:: Written exercise ::
Reproduce the material verbatim, starting at the line that contains "finds the white" and ending after the line that contains "0;66;123;109".

:: Recorded information ::
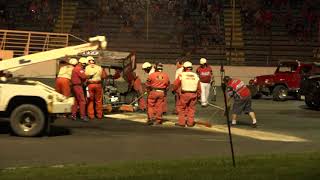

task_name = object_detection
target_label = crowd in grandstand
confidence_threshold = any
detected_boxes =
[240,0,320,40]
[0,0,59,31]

--

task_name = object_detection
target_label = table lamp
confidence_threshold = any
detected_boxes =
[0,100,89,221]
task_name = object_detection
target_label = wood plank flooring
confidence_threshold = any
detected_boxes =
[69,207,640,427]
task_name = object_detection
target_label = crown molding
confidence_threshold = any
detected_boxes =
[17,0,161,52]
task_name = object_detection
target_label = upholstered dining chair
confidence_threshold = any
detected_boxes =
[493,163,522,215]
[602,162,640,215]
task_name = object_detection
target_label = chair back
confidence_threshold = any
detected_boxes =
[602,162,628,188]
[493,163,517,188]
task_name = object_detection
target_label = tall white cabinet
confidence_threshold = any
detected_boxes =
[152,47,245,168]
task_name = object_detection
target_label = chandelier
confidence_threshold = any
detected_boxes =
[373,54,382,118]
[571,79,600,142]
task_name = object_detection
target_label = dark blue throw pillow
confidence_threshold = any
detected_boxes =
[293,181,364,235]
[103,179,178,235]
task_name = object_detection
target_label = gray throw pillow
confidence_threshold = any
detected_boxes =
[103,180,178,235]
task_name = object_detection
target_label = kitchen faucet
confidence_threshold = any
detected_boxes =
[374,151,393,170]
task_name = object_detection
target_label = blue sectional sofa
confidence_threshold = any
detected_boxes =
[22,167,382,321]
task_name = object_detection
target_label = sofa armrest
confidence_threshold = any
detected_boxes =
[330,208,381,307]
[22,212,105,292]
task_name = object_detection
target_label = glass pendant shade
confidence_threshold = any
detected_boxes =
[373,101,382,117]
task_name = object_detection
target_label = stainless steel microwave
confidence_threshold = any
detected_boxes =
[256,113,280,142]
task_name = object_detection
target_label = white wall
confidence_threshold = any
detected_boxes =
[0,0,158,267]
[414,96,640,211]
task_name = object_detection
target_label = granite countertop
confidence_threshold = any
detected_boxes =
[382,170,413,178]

...

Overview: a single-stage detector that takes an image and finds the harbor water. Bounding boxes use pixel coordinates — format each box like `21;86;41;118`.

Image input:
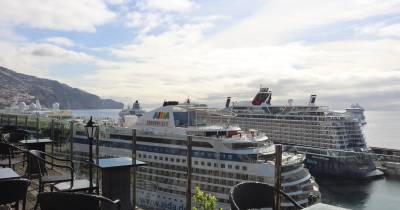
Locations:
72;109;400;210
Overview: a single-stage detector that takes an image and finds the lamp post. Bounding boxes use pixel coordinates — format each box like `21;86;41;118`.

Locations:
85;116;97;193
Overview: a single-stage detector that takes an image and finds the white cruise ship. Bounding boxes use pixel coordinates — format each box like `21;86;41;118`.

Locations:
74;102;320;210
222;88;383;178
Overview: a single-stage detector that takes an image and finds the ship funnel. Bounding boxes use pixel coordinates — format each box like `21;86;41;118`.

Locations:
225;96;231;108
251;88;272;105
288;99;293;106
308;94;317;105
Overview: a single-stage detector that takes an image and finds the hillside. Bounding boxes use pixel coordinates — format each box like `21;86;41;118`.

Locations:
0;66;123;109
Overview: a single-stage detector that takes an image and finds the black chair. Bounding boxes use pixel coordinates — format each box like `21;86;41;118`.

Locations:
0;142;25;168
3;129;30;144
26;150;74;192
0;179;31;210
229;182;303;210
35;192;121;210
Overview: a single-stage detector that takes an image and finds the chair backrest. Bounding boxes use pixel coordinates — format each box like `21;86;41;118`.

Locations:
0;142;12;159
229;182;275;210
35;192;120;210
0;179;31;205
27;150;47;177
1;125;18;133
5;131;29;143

:: Reply ::
Overview: a single-stage detector that takes an image and finds the white cruise ship. Bounding boxes use pixel coordinates — format each box like `21;86;41;118`.

Locations:
74;102;320;210
222;88;383;178
Overview: a single-stage detector that takes an image and finds the ship funnel. Bounding boxes use pixel coordinates — format each box like `21;86;41;118`.

Locations:
225;96;231;108
251;88;272;105
288;99;293;106
308;94;317;105
Overview: a single-stage detector that takes an image and finds the hillside. Bounding boxes use pixel coordinates — format each box like `21;86;41;118`.

Locations:
0;66;123;109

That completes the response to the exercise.